(Article)
Plaidoyers pour un nouveau modèle de croissance

La présidente brésilienne Dilma Roussef a effectué une visite officielle en France le mardi 11 et le mercredi 12 décembre. A cette occasion la Fondation Jean Jaurès, proche du Parti socialiste, et la Fondation Lula, du nom du prédécesseur de Dilma Roussef, ont organisé un « Forum pour le progrès social » sur le thème « Choisir la croissance, sortir de la crise ». Le débat entre économistes a été précédé par des discours de François Hollande et de Dilma Roussef qui ont mis en avant la nécessité d’inventer un nouveau modèle économique et social.

Sur fonds de riches tables rondes d’économistes internationaux, François Hollande et Dilma Rousseff sont venus dire de nouvelles choses, loin des modes de cette saison morose. Ils ont parlé de l’espoir et de l’invention, du volontarisme, du long terme. Ils ont vilipendé le libéralisme et le laissez faire. Ils ont plaidé pour une Europe solidaire et volontaire.

Pour François Hollande, les recettes libérales sont directement à l’origine de la crise. Entre le refus incantatoire de la mondialisation et l’acceptation de ses dérives, il y a un chemin, affirme-t-il. Il faut apporter une lueur d’espoir et de justice à un monde qui doute. L’idée même de progrès a été assombrie, en économie faute de croissance, dans le domaine social fautes de possibilités, et même le progrès humain semble arrêté. Mais le rôle des progressistes n’est pas de raconter des histoires, c’est de construire l’histoire. Si la crise a un nom, le laissez-faire, il ne s’agit plus maintenant de retourner à l’étape précédente, mais d’inventer un nouveau monde avec un Etat qui se veut stratège parce que c’est son rôle d’assurer l’avenir du pays. Il a besoin pour cela d’une banque d’investissement publique pour financer le long terme.

Pour l’Europe de l’emploi

L’Europe a besoin de croissance et de solidarité. Il s’agit de construire un espace commun européen, non pas de laisser s’installer un centre et une périphérie, et il s’agit aussi de redonner à l’Europe de la puissance, la capacité d’agir. L’emploi doit être la priorité européenne et internationale, il faut que désormais aucune instance internationale ne prenne de décision sans examiner son impact sur l’emploi. La solidarité doit être planétaire, il faut créer un Conseil de sécurité économique et sociale à l’instar du Conseil de sécurité des Nations Unies, mais avec une représentation plus conforme aux réalités du XXIème siècle. Pour réduire les risques financiers dus à la mondialisation, il faut réguler la finance et les banques, il faut réformer nos banques pour que l’économie soit financée et la spéculation enrayée. Dans le commerce international il faut faire valoir des exigences sociales et environnementales. Il faut que la solidarité soit planétaire.

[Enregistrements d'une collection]
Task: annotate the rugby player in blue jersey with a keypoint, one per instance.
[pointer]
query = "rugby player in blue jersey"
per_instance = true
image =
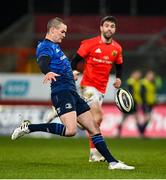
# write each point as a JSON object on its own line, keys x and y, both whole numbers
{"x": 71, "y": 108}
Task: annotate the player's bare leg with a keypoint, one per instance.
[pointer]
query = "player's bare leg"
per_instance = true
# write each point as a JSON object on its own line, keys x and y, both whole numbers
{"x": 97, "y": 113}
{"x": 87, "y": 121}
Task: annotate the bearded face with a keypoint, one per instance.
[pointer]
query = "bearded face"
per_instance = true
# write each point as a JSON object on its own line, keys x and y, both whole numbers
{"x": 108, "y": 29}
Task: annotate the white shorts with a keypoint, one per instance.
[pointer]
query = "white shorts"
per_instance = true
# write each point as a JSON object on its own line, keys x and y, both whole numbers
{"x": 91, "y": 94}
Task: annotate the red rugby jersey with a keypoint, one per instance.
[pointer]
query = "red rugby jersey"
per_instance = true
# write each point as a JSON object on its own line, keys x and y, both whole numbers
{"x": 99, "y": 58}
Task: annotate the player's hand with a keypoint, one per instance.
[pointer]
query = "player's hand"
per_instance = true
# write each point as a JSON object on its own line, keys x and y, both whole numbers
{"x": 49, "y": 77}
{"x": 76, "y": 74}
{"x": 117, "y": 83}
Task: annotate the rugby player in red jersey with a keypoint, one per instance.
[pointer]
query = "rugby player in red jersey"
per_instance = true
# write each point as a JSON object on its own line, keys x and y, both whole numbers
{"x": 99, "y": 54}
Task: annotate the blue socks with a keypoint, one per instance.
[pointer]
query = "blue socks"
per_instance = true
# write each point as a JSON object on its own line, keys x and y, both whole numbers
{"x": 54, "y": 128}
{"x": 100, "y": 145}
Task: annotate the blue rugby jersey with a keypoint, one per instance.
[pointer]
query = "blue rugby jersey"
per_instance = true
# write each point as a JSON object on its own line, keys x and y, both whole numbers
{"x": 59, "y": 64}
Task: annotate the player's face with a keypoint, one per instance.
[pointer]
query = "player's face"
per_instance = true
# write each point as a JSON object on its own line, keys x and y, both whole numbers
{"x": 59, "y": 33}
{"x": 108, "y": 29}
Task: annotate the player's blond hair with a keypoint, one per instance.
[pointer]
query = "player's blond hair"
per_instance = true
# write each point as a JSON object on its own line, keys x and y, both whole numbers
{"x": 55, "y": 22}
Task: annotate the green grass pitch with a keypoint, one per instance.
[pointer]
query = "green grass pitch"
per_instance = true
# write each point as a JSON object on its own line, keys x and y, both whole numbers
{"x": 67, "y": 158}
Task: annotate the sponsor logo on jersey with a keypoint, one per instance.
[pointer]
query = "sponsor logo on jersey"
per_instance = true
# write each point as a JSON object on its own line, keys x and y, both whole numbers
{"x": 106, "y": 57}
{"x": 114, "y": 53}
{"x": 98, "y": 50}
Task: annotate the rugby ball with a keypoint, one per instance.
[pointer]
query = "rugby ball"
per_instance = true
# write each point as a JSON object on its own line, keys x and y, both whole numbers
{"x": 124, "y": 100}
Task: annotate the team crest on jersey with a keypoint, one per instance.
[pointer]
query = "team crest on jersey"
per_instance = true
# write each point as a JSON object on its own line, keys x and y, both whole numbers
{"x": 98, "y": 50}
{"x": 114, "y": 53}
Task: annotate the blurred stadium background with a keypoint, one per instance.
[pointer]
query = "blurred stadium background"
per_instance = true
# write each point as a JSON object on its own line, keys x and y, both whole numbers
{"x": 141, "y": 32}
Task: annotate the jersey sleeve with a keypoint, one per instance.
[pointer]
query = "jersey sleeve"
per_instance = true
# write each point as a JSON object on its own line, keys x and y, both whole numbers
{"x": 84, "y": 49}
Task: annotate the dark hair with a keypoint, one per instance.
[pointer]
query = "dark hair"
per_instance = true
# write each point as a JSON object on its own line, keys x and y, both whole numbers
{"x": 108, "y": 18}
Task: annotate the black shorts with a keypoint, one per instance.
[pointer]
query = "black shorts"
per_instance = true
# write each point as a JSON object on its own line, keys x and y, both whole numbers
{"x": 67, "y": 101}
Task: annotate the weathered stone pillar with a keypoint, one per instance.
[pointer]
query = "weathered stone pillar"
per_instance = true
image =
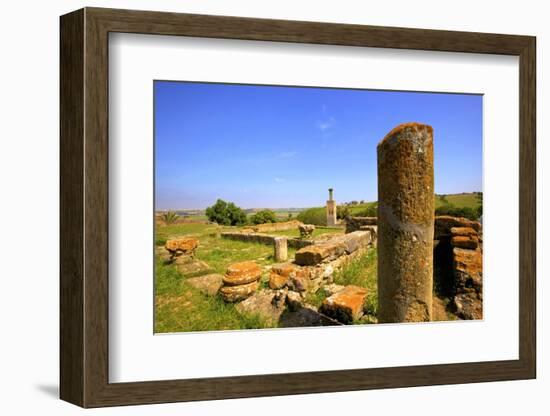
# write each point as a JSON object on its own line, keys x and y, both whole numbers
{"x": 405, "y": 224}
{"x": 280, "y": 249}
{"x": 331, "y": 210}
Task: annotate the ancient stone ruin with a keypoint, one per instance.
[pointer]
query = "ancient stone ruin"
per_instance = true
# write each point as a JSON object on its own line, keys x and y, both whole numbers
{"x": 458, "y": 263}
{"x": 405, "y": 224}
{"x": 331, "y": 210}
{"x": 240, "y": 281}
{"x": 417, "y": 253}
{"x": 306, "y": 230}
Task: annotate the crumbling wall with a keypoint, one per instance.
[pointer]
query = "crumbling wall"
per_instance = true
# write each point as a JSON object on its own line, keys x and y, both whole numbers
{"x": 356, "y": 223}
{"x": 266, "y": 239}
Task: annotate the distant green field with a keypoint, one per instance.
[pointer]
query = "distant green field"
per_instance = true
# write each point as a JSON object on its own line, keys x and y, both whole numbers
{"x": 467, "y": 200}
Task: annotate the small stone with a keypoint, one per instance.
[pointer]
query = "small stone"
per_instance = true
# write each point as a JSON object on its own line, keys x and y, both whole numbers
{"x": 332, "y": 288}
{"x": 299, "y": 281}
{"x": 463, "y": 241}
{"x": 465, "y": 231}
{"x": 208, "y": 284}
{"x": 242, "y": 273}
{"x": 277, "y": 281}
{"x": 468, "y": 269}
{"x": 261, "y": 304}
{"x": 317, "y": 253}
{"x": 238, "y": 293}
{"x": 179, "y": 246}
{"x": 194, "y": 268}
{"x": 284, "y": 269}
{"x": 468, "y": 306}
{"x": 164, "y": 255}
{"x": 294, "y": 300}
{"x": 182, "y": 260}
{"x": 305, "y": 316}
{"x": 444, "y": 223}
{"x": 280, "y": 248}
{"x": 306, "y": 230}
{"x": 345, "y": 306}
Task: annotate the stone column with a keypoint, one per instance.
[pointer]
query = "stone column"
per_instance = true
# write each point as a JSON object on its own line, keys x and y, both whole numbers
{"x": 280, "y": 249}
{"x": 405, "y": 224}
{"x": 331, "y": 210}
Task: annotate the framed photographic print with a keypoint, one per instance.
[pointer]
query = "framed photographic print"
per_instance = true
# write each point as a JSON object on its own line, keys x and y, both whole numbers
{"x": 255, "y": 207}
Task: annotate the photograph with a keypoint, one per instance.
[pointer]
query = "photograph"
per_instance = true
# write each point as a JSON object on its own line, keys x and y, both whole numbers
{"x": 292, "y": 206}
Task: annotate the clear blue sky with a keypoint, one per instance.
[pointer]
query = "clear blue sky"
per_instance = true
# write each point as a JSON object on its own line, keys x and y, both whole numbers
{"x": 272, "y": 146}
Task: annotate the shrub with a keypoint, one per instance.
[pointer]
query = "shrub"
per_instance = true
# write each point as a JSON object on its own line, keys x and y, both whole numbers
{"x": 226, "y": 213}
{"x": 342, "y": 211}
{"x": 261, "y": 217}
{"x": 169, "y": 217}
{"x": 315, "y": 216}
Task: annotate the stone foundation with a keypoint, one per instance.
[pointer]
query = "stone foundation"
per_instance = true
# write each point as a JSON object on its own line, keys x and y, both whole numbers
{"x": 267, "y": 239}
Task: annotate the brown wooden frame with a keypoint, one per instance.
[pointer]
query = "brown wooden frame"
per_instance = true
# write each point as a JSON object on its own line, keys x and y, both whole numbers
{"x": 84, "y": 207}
---
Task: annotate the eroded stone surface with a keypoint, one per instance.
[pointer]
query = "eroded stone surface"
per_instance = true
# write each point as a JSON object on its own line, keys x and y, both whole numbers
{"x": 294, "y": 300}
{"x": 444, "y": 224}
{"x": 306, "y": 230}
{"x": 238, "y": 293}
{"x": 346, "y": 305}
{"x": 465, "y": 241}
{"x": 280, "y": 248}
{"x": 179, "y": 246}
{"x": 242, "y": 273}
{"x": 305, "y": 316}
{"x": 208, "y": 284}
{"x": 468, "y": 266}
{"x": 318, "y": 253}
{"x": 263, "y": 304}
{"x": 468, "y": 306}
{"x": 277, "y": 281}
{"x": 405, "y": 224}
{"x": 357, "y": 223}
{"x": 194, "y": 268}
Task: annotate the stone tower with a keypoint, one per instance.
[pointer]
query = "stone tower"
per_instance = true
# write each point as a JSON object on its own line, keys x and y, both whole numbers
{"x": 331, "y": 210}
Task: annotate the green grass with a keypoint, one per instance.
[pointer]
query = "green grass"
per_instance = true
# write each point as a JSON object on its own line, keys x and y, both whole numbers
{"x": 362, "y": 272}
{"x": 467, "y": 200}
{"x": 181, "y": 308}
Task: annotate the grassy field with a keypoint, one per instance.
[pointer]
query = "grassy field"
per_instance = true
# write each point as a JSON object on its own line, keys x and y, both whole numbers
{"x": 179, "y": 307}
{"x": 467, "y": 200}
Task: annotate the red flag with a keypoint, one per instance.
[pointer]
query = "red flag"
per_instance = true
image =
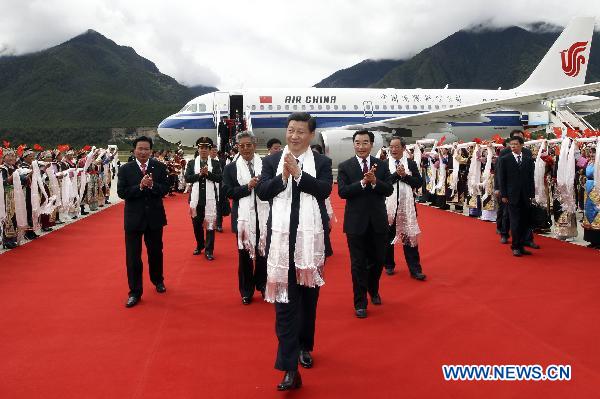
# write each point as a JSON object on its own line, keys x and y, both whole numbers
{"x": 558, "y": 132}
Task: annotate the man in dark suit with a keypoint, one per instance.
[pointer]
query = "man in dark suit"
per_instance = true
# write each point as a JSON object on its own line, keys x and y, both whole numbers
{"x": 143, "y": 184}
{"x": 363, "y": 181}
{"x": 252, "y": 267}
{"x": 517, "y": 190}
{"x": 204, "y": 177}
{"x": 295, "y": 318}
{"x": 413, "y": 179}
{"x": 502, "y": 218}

(Vos tâches)
[a] D'après l'article, quelles organisations ont organisé le « Forum pour le progrès social » ?
[b] Filtrez les enregistrements en ne gardant que les lignes où figure le mot « bearded ».

(Problèmes résolus)
[a] La Fondation Jean Jaurès et la Fondation Lula.

[b]
Task: annotate the bearded face with a keypoint, one per instance.
query = "bearded face"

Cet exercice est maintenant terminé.